#### YOUR TASKS:
1. In the forum thread, copy everything from "You still have time" down to "Peace and Love!!!!!", swapping "seeds" for "seedlings".
2. In the forum thread, how much time does Roken say is left to get things in the ground?

#### SOURCE PASSAGE:
-- START --

Is it not too late to start new ones?


----------



## Roken (Jun 12, 2008)

You still have time to plant either clones or seeds.  You still have about a month left to get things in the ground depending on where you live.  Good luck and lay off the nutes untill there about 3 weeks old, keeps us posted.  Peace and Love!!!!!
Roken.


----------



## BagSeed (Jun 13, 2008)

By in the ground do you mean just planted or actually out of their starter cup and into the ground?


----------



## The New Girl (Jun 13, 2008)

BagSeed said:
			
		

> By in the ground do you mean just planted or actually out of their starter cup and into the ground?


Hey Bag Seed,
  I think you may have over nuted them. The bigger plant will be OK, lay off nutes and don't over water. Plant the other little one in the ground, no cup, and cover the stem more (close to the 1st set of leaves) as someone else mentioned. Use some distilled water for the next week or two and you should be fine. A pH meter does help. LST is just that -low stress training so you can start again no problem, whatever little stress you put on it is not going to kill it, maybe just slow it down a day or two, no big deal. Good luck


----------



## Roken (Jun 13, 2008)

Yeah, like she said!


----------



## longtimegrower (Jun 15, 2008)

-- END --

#### RECORDS SUPPLIED:
-- START --

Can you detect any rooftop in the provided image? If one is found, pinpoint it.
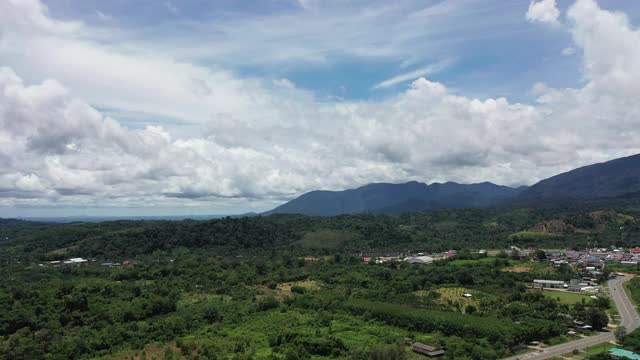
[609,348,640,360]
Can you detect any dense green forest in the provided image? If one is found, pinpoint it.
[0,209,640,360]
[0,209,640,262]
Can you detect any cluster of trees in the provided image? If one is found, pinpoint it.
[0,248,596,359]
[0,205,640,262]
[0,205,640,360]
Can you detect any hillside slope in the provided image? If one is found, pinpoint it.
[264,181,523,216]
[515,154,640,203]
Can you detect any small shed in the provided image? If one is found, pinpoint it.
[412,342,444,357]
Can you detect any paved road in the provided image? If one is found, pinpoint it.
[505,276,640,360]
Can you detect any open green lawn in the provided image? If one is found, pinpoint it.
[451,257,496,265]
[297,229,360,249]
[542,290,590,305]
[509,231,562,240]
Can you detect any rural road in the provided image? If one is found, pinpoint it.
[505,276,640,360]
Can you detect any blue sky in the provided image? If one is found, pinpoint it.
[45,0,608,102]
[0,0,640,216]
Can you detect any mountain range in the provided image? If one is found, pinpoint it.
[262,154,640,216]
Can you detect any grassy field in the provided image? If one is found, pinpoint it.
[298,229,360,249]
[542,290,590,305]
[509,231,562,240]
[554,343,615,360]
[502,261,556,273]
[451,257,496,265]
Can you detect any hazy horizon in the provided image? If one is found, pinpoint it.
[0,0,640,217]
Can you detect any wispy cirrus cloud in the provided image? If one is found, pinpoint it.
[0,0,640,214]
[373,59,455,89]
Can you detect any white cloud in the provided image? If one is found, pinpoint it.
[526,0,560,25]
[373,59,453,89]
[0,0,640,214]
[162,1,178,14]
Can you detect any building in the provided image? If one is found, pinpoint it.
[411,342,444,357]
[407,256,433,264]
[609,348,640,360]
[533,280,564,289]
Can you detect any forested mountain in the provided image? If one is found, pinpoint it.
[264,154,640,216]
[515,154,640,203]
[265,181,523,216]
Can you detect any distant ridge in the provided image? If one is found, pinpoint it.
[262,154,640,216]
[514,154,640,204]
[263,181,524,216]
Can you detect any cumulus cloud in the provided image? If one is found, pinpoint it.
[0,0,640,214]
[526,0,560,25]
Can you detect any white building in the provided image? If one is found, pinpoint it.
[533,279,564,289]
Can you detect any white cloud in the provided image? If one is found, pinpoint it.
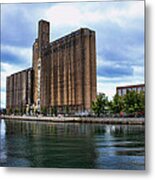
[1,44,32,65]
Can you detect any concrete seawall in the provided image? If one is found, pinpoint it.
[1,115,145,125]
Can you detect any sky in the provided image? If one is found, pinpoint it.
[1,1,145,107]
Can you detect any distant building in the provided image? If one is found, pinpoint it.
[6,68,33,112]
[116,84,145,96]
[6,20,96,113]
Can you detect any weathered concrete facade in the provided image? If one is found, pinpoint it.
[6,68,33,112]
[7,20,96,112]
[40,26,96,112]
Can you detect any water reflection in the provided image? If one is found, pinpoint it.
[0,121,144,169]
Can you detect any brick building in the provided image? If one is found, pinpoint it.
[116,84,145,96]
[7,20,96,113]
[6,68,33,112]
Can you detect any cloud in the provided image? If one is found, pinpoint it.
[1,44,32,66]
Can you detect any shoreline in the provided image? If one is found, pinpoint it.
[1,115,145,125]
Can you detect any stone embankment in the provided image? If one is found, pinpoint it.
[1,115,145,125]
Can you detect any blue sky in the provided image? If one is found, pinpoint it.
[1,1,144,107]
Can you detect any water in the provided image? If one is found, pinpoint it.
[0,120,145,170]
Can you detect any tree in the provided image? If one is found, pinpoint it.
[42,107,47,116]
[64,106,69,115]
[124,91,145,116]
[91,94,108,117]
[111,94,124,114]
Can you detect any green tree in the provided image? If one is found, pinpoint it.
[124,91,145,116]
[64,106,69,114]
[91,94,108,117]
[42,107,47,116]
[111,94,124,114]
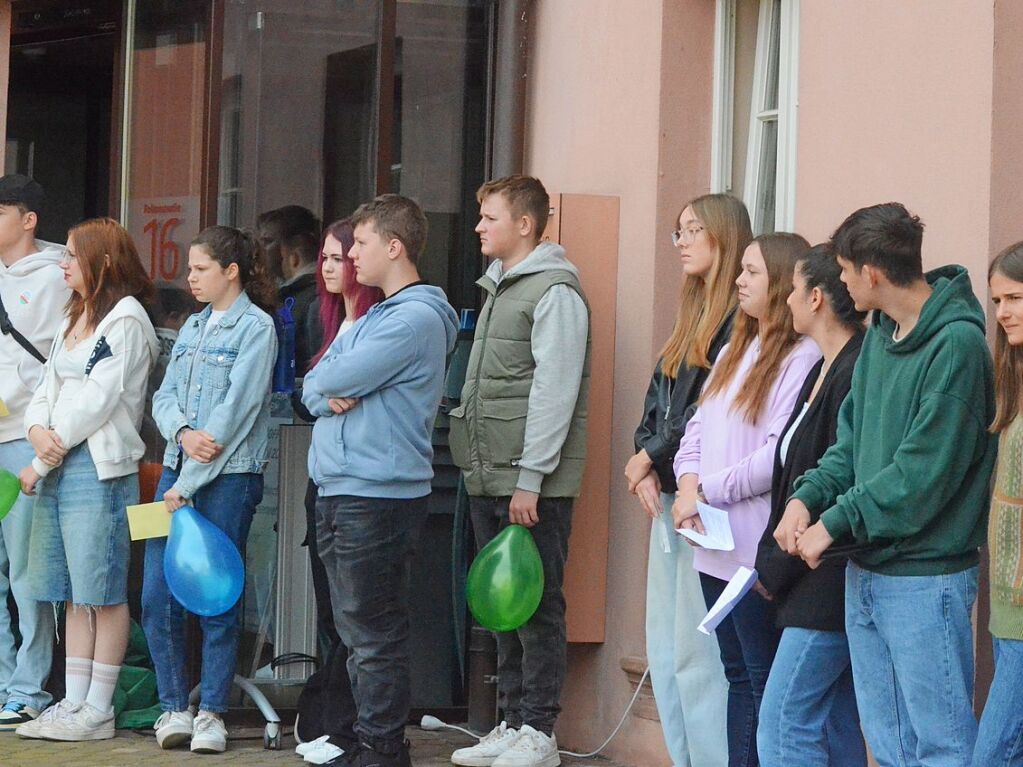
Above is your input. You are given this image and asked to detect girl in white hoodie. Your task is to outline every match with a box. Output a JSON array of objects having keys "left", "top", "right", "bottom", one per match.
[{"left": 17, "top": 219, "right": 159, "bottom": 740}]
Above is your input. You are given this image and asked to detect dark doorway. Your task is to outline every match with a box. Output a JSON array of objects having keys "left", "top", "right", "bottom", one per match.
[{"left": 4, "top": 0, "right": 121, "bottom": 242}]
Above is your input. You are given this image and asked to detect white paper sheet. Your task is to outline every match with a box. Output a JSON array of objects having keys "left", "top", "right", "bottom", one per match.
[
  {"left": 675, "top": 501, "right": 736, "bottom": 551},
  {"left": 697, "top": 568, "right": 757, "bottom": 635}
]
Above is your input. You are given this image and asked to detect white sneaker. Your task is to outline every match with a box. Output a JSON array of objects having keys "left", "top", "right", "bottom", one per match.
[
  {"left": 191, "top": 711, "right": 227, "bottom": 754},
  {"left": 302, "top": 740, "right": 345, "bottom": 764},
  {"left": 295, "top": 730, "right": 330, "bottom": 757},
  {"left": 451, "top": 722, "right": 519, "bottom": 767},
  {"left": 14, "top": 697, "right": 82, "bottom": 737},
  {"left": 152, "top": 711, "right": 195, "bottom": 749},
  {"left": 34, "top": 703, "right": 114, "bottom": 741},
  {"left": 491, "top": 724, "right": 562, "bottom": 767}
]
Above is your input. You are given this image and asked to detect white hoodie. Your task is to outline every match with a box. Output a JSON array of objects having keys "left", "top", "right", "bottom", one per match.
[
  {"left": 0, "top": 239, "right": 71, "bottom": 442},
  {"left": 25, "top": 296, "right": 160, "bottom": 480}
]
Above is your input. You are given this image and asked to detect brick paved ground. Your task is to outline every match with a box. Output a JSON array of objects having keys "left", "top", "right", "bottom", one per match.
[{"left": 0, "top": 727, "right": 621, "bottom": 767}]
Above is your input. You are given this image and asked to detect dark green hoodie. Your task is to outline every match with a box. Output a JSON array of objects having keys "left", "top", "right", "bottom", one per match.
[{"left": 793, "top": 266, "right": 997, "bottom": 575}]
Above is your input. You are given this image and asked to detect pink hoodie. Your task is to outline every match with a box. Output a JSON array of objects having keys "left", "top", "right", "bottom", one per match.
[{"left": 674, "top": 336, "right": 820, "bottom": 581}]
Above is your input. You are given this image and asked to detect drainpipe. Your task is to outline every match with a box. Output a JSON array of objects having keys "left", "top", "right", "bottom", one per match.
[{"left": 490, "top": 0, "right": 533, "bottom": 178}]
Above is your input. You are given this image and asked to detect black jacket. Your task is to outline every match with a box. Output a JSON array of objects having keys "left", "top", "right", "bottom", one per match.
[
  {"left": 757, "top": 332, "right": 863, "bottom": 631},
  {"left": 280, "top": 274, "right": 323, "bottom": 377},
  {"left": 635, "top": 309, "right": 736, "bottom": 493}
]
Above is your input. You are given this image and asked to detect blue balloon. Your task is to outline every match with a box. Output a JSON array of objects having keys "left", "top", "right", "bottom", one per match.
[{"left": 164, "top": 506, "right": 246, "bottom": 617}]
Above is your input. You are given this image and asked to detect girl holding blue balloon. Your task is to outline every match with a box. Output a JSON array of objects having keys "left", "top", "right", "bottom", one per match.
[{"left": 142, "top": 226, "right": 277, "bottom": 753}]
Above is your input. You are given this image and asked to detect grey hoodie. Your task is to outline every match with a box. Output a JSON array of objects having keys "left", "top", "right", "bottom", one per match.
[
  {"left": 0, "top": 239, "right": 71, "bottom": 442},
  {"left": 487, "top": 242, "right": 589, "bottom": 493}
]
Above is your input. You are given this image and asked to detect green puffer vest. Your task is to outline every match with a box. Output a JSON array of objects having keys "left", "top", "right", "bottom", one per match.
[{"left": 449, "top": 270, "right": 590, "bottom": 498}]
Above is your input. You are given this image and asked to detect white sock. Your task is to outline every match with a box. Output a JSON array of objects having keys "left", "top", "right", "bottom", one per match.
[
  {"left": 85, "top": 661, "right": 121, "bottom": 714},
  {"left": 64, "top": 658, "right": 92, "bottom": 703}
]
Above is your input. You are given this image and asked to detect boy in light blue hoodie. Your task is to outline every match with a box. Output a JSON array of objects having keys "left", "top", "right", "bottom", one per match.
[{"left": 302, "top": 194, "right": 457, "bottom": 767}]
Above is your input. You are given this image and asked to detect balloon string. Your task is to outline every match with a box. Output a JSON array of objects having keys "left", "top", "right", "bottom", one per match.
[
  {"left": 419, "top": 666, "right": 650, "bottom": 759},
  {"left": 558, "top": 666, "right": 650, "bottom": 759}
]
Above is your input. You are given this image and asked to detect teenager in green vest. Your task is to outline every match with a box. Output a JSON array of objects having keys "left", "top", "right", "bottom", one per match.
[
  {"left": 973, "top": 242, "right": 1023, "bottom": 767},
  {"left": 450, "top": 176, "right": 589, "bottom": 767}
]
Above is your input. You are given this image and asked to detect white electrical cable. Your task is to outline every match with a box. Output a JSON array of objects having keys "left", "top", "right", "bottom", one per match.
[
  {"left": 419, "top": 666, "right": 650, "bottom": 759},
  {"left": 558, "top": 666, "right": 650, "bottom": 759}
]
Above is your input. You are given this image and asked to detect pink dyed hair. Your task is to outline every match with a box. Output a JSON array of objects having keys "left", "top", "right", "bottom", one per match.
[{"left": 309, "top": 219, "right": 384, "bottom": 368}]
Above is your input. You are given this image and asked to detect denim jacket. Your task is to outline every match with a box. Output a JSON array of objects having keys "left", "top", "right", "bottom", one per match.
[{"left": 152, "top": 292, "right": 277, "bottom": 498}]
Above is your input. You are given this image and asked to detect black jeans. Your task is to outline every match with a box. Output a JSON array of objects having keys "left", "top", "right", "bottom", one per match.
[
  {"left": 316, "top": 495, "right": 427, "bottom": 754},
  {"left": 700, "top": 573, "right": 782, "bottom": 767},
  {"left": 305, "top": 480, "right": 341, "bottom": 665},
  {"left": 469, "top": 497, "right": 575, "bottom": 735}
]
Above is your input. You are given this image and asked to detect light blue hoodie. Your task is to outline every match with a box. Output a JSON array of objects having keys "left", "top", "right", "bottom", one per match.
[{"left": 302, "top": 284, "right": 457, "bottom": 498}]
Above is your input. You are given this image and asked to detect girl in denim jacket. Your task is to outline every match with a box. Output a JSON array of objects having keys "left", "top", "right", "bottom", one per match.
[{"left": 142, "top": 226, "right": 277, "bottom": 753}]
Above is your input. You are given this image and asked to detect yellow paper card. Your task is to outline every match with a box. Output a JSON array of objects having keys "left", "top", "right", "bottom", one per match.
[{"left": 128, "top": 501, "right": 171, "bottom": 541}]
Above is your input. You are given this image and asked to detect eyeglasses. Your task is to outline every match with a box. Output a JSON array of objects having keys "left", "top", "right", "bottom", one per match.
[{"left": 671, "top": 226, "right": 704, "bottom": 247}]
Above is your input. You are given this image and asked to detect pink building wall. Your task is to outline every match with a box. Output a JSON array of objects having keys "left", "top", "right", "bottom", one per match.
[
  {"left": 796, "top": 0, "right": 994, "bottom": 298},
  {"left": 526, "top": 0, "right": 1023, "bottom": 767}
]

-- END --

#### FINAL ANSWERS:
1.
You still have time to plant either clones or seedlings.  You still have about a month left to get things in the ground depending on where you live.  Good luck and lay off the nutes untill there about 3 weeks old, keeps us posted.  Peace and Love!!!!!

2. About a month, depending on where you live.